■ To do ■
Output every line of the material below as a numbered list, skipping any blank lines and leaving the pictures out.

Coordinate annotation entries:
<<<<

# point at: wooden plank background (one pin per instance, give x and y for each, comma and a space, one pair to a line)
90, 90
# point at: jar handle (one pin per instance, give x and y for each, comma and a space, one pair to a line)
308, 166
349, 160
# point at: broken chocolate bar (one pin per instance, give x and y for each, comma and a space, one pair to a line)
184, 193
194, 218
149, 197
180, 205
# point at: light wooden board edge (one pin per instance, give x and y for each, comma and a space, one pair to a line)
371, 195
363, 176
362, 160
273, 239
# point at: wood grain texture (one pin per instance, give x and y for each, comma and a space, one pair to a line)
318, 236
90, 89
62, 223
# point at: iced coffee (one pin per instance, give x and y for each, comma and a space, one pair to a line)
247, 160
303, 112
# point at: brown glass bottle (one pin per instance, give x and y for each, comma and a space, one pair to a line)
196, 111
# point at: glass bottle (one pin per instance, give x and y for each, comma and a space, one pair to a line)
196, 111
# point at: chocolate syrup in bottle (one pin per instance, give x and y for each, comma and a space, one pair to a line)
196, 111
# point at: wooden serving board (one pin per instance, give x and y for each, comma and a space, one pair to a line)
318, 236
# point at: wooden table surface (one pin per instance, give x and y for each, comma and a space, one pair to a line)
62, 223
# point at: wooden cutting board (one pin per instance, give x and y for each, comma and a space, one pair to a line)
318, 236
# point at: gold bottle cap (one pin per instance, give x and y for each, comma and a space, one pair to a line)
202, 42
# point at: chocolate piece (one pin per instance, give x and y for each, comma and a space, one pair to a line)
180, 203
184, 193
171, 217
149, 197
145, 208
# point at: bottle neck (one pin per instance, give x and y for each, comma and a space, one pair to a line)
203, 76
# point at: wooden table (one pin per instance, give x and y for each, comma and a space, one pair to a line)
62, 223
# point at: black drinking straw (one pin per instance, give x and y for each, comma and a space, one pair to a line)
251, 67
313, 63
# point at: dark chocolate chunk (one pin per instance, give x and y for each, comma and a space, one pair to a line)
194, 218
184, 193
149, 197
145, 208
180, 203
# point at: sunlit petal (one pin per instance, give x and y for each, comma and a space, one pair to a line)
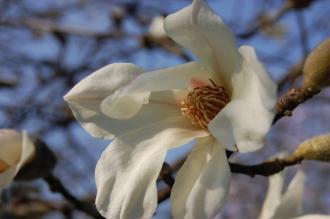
200, 30
85, 98
291, 204
127, 171
202, 184
248, 117
126, 102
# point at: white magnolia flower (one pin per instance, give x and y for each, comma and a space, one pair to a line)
226, 98
15, 150
156, 29
289, 204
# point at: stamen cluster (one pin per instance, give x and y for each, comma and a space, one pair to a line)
202, 104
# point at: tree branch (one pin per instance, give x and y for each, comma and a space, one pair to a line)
266, 168
56, 186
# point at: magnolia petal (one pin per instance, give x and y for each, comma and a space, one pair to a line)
212, 41
202, 184
126, 102
24, 153
86, 97
313, 216
291, 204
273, 196
127, 171
247, 118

>>>>

■ Answer to this task ■
1. # point at: wooden plank background (one pin per instance, give x and y for each, comma and a space, one pair to a line)
2. 90, 90
3. # point at: jar handle (one pin per instance, give x and y for each, comma and a space, one pair to a line)
4. 308, 166
5. 349, 160
6. # point at: broken chocolate bar (one pin per instance, give x and y for each, comma and a space, one pair to a line)
7. 184, 193
8. 194, 218
9. 149, 197
10. 180, 205
11. # point at: light wooden board edge (one pin per instance, give x and y for each, comma and a space, one pair to a line)
12. 371, 195
13. 363, 176
14. 362, 160
15. 273, 239
16. # point at: wood grain texture (one pin per instance, give x and y for each, comma and a space, one pair to a line)
17. 318, 236
18. 90, 89
19. 62, 223
20. # point at: iced coffee (one pin per instance, give x and y for each, comma and a space, one pair to a line)
21. 247, 160
22. 303, 112
23. # point at: brown glass bottle (one pin per instance, give x and y for each, comma and a space, one pair to a line)
24. 196, 111
25. # point at: glass bottle (one pin per instance, give x and y for each, comma and a space, one pair to a line)
26. 196, 111
27. # point at: chocolate syrup in bottle (one pin per instance, give x and y for each, comma and a space, one pair to a line)
28. 196, 111
29. # point at: wooden serving board (one pin per instance, give x and y for each, comma and a space, one pair to a line)
30. 318, 236
31. # point at: wooden table surface (one pin per instance, give x and y for each, comma and a space, one pair to a line)
32. 62, 223
33. # point at: wooden cutting board (one pin per instance, give x and y for each, comma and a space, one pair to a line)
34. 318, 236
35. # point at: gold bottle cap (one pin per instance, give x and y for each, comma and a space, one pair to a line)
36. 202, 42
37. # point at: chocolate piece (one pin per instance, give x and y for each, comma and a space, one pair to a line)
38. 180, 203
39. 184, 193
40. 171, 217
41. 149, 197
42. 145, 208
43. # point at: bottle neck (one pin per instance, give x and y for each, comma and a space, one pair to a line)
44. 203, 76
45. # point at: wooden table (one pin per instance, give x and y for each, comma and a space, one pair to a line)
46. 62, 223
47. # point at: black drinking straw (one pin per instance, give x and y for each, comma and a space, one pair to a line)
48. 251, 67
49. 313, 63
50. # point at: dark chocolate chunk (one pin per instance, give x and y for each, comma and a space, one pair to a line)
51. 194, 218
52. 184, 193
53. 149, 197
54. 145, 208
55. 180, 203
56. # point at: sunlit petal (one pin per instance, give x and y for each, comma and a space, one pair to a line)
57. 200, 30
58. 85, 98
59. 291, 204
60. 127, 171
61. 202, 184
62. 248, 117
63. 126, 102
64. # point at: white magnolia flower (one pin per instance, give x and y for each, comma and a space, one pair to a line)
65. 226, 98
66. 15, 150
67. 156, 29
68. 289, 204
69. # point at: stamen cluster (one pin per instance, give x and y for each, comma and a space, one pair to a line)
70. 202, 104
71. # point at: tree branch (one pin per instance, give x and y for each, comma and a space, one pair to a line)
72. 266, 168
73. 56, 186
74. # point at: magnolia petal (one pin per instance, give x and y for each, comma and a space, one pair to a line)
75. 212, 41
76. 202, 184
77. 126, 102
78. 24, 153
79. 86, 97
80. 313, 216
81. 291, 204
82. 273, 196
83. 127, 171
84. 247, 118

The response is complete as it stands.